Quote the lines of the coordinate labeling data below, beginning with the line containing "Phrase -- dormer window" and continuing through the final line of the records.

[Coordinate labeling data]
- - -

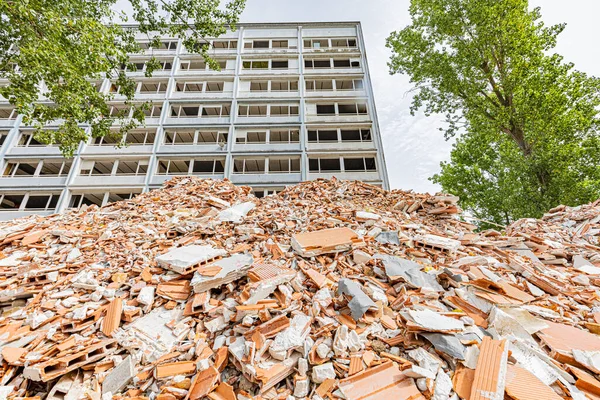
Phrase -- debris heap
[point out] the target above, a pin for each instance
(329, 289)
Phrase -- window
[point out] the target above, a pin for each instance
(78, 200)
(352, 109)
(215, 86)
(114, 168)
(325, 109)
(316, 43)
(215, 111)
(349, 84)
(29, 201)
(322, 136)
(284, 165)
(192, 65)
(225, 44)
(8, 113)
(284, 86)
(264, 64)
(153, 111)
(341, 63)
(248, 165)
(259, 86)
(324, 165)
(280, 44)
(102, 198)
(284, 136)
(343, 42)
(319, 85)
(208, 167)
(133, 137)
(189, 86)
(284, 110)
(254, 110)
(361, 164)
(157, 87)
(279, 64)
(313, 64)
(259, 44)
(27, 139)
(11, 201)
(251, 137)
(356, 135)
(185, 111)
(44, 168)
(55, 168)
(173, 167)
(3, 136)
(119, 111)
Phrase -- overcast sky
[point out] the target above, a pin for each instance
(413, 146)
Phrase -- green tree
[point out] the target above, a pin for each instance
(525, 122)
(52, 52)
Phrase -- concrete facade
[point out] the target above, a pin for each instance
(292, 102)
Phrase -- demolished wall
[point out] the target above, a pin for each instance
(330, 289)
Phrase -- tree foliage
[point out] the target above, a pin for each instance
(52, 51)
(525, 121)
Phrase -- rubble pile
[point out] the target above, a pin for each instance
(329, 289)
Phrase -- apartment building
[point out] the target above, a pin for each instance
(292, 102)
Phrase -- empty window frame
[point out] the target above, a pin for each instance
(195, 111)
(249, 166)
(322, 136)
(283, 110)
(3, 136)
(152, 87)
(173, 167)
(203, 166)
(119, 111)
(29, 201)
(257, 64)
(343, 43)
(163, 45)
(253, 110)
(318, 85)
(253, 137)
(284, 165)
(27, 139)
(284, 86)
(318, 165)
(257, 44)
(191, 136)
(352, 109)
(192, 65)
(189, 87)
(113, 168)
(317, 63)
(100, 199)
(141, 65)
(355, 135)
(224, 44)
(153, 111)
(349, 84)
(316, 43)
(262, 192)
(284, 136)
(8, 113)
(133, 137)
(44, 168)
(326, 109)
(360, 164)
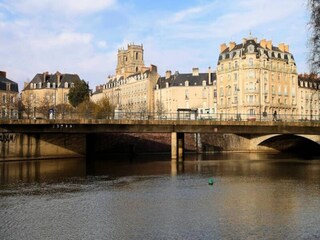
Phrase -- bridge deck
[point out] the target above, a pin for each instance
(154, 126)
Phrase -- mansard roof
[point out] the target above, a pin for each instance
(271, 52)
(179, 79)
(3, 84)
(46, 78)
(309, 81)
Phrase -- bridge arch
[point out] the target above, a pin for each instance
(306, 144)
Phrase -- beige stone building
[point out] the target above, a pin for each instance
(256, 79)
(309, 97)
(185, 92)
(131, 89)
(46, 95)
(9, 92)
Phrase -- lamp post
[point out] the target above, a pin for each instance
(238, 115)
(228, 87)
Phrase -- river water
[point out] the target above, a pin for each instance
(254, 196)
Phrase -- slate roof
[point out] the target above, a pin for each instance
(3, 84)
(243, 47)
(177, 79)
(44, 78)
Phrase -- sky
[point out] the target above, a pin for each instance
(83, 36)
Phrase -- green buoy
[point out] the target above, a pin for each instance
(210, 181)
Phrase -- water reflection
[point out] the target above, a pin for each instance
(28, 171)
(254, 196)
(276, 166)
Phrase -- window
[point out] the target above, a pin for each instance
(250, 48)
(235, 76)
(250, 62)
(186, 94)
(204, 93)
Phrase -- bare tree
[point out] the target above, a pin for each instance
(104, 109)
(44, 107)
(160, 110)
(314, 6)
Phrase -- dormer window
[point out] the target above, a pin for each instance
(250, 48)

- - -

Expected output:
Phrase -- dormer window
[point out] the target above, a pin for each instance
(250, 48)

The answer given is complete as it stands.